Written instruction:
Convert all the records below into a two-column CSV with the headers text and answer, one row per record. Quote every field and replace any line breaks with spaces.

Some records
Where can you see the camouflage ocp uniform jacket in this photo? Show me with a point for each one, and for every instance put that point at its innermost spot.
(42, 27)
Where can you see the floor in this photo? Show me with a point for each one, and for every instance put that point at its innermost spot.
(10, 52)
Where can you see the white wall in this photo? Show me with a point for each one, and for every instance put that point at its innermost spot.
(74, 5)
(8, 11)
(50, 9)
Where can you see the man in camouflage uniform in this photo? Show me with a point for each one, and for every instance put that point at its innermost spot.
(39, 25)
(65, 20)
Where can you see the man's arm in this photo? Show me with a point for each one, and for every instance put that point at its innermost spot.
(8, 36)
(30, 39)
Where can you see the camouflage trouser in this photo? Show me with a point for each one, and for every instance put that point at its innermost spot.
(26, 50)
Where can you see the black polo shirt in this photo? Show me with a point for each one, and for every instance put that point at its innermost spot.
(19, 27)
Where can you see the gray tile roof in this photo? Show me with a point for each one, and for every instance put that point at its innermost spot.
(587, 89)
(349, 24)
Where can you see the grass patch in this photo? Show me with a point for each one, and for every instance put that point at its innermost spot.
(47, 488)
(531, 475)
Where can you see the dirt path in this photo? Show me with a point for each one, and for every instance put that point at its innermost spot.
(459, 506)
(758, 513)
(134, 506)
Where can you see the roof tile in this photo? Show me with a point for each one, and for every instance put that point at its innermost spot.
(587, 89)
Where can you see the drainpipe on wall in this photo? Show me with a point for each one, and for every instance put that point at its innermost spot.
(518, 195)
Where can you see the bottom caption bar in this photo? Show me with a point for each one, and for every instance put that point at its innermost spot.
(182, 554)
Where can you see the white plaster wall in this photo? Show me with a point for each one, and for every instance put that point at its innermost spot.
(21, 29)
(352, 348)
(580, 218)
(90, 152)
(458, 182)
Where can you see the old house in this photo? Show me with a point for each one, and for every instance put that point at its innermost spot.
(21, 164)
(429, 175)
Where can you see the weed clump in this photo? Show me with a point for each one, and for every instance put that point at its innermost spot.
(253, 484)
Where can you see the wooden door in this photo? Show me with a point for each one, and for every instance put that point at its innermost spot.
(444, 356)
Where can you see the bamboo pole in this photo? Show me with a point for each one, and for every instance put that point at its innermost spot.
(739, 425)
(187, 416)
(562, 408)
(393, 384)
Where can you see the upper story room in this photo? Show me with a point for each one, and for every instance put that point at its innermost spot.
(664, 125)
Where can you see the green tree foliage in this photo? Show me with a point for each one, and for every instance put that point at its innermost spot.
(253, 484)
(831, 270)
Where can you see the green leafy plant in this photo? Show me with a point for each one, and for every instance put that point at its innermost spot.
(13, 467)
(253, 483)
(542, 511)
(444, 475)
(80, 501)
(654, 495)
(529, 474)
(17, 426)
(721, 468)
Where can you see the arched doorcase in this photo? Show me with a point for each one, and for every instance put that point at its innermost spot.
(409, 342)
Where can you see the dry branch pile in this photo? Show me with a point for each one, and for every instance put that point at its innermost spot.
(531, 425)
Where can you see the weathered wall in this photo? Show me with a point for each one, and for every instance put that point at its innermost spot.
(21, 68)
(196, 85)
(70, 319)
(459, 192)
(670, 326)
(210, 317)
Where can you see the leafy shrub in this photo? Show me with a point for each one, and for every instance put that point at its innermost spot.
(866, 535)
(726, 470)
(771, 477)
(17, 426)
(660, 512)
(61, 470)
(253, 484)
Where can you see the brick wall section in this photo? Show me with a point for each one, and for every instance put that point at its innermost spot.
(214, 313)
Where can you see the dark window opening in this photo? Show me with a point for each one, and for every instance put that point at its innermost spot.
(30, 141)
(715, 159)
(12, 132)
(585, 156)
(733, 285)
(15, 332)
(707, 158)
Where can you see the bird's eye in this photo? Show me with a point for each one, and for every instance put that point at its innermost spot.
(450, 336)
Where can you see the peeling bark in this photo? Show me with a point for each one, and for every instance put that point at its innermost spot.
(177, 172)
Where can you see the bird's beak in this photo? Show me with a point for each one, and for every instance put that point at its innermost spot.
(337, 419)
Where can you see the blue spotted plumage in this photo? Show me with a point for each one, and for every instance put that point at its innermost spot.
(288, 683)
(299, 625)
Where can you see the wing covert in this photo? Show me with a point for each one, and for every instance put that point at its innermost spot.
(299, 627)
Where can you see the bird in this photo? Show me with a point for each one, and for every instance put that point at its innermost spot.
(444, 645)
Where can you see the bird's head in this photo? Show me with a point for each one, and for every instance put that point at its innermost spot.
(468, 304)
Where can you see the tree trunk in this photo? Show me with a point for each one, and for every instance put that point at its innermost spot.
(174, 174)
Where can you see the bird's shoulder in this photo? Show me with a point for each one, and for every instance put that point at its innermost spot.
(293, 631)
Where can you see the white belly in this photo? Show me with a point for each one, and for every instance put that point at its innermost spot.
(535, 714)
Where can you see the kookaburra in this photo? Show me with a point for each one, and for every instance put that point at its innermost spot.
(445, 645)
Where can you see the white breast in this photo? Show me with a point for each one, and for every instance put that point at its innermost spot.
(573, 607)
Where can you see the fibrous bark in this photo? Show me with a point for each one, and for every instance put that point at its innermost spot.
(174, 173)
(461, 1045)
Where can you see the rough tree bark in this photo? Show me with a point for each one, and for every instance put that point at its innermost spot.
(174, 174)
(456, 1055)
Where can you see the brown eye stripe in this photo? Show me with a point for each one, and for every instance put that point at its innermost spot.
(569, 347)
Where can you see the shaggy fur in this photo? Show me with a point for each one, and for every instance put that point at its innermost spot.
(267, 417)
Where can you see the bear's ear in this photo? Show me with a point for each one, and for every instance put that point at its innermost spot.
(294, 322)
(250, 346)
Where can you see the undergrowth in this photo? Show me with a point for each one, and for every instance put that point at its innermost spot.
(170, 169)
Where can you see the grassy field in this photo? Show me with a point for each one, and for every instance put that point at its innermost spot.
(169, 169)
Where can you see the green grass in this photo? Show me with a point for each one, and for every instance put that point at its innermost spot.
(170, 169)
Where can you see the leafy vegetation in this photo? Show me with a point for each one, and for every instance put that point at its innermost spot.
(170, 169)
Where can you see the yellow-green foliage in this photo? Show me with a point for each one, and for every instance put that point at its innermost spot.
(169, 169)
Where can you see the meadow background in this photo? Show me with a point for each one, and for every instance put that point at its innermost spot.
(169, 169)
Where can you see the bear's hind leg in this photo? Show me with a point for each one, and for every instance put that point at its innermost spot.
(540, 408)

Finished answer:
text,answer
"Where can you see the camouflage ocp uniform jacket in this photo? Show me with a point for each one, and for every instance put that point at its innermost spot.","(42, 27)"
"Where can you see the floor in this photo? Show me with a point for each one, and for every instance put that point at its innermost spot.","(10, 52)"
"Where can you see the white wall in this photo? Show me with a point for each one, and for every instance put that point at its innermost spot.","(74, 5) (8, 11) (50, 9)"
"Where can you see the man in camouflage uniform in this photo? Show me with a point for each one, and for every instance put that point at its innermost spot.","(39, 25) (65, 20)"
"Where can you see the man's arm in this photo? Show me with a point for each one, and for every instance put that point at its innermost spot.","(8, 36) (30, 39)"
"Where can you see the camouflage trouser in this photo? Show me with a point for each one, and for every instance put that point at its innermost spot.","(26, 50)"
"Where can you see the black polo shirt in this photo? Show me with a point for each one, and for every instance put that point at its innermost spot.","(19, 27)"
"Where can you see the gray tile roof in this photo? Show me with a point for each one, and for every instance put that point at its innermost spot.","(587, 89) (349, 24)"
"Where can you see the grass patch in this photo? Show me with a point for each one, and for every instance put that point at its innermost spot.","(47, 488) (531, 475)"
"Where can you see the dirt path in this photo? Show me with a point for each one, and for every instance put that point at its innermost spot.","(459, 506) (758, 513) (134, 506)"
"Where can you see the roof tile in this photo? Show me with a point for each one, and for every instance put that point at its innermost spot.","(587, 89)"
"Where can you see the drainpipe on wall in this photo? Show me with a point for each one, and for every instance put that point at its innermost spot.","(518, 195)"
"Where can you see the bottom caption bar in this photo? Show me with a point for each one, and for every instance put that point at its innermost spot.","(182, 554)"
"Where can you see the white plaster wall in this photo? Show me with a point for each one, and for every instance put that point at its innermost spot.","(21, 29) (352, 348) (580, 218) (90, 152) (458, 182)"
"Where can you see the old house in this photo? Show me with a point for each one, and for every instance put that point at its innermost spot.","(21, 164) (429, 175)"
"Where can you see the weed clump in this photo? Show me with a point for each one, and for every instance put that point at its innermost spot.","(253, 484)"
"Where can you see the wooden door in this photo? Show me with a point for each one, and for every instance put that point at its innermost spot.","(444, 356)"
"Where can you see the bamboo pole in this photo? Show me with a point for each one, and for every instance put that point at its innermost spot.","(739, 425) (187, 416) (562, 408) (393, 384)"
"Where can you see the upper story room in this photo? Show me with a point for each one, and for every instance put that point at its innermost spot.","(664, 125)"
"Where can you see the green tree foliage in this photo? Show me with a point for each one, and for every instance put that point at its innermost spot.","(253, 484) (831, 270)"
"Where can you see the green leafy plant in this photo? Show me with a point for each one, and for every instance put that point at its innermost spot.","(13, 467) (253, 483) (542, 511) (444, 475) (80, 501) (654, 495) (529, 474) (17, 426) (721, 468)"
"Where can you see the arched doorcase in this photo? Show me with a point for each one, and for every instance put that point at its innermost spot.","(409, 342)"
"Where can you see the dry branch pile in this photo? Show me with a point for each one, and for every instance put that point at its innermost spot.","(531, 425)"
"Where can you see the weathered wall in this photo? Show me with a point for each one, and for every instance put that point at its innermost spot.","(21, 68) (196, 85) (70, 319) (459, 192) (670, 326) (210, 317)"
"Where can you see the leafy shrub in this photo? Show me with a point for each one, and for every instance put that point at its innermost spot.","(866, 535) (726, 470) (771, 477) (17, 426) (660, 512) (61, 470) (253, 484)"
"Where can you see the brick wall section in this photo? Show me with a point for each one, and for every instance put that point at its innermost spot.","(214, 313)"
"Where can you see the dark window opening in this photo? Show me with a point for each one, and for every instance put that point at its innermost spot.","(30, 141) (715, 159) (12, 132) (585, 156) (733, 285) (15, 332) (707, 158)"
"Where can you see the bird's eye in this photo? Show me with a point for each one, and for every instance put that point at its innermost spot.","(450, 336)"
"Where can you see the peeling bark in this photo? Show me with a point for each one, and for every instance put that point at its innermost spot.","(177, 172)"
"Where can you see the bird's beak in this photo? Show me with a point for each one, and for every instance put that point at its innermost spot.","(337, 419)"
"Where can you see the blue spotted plumage in this photo? Show me with a point for each one, and for every instance put that point at its innermost spot.","(288, 683) (299, 625)"
"Where can you see the wing covert in this photo? Show me with a point for each one, and for every instance put that point at its innermost spot.","(299, 627)"
"Where can you see the bird in this photo? Show me with a point for each one, and for every instance put that point at its innermost spot.","(444, 645)"
"Where can you see the bird's head in this photo? Show me with a point for each one, and for every instance put that point at its innermost spot.","(468, 304)"
"Where can you see the tree trunk in this photo? Show me with a point for each one, and for every instance put that point at its innermost spot.","(174, 174)"
"Where can you see the bird's shoulder in this photo? Show me with a point for each one, and for every instance put that point at its innermost spot.","(293, 631)"
"Where can you see the white belly in this photo? Show me with a point for each one, and for every instance put that point at its innermost spot.","(535, 714)"
"Where can you see the kookaburra in this photo? Show me with a point for each one, and for every instance put that point at its innermost spot.","(445, 645)"
"Where can you see the white breast in this photo? Show me with a point for each one, and for every instance put that point at its innermost spot.","(573, 607)"
"Where can you see the fibrous bark in this photo? Show me with a point for each one, and for every instance put that point at its innermost spot.","(174, 173) (461, 1045)"
"Where can you see the rough tree bark in this photo? Show me with a point for each one, and for every instance put that point at its innermost spot.","(174, 174) (456, 1055)"
"Where can you see the brown eye stripe in this photo? Show me with a point for each one, and for every instance put that point at its innermost spot.","(569, 347)"
"Where can you see the shaggy fur in this photo? Show me with a point for each one, and for every instance put that point at its innermost spot.","(267, 417)"
"Where can you see the bear's ear in this photo? Show me with a point for each one, and for every instance put that point at its innermost spot.","(294, 322) (250, 346)"
"Where can you see the undergrowth in this photo? Show me with a point for each one, and for every instance put that point at its innermost spot.","(170, 169)"
"Where can you see the grassy field in this photo? Show me with a point for each one, and for every instance put that point at its innermost spot.","(169, 169)"
"Where can you see the green grass in this photo? Show me with a point for each one, and for every instance put that point at its innermost spot.","(170, 169)"
"Where can you see the leafy vegetation in this photo? Show me with a point for each one, and for every instance put that point at its innermost spot.","(170, 169)"
"Where can you see the yellow-green foliage in this photo? Show me with a point for each one, and for every instance put that point at its innermost spot.","(169, 169)"
"Where can you see the meadow background in this photo? Show me with a point for each one, and for every instance put that point at its innermost spot.","(169, 169)"
"Where can you see the bear's hind leg in this photo? Show me with a point for each one, and for every instance put that point at its innermost spot.","(540, 408)"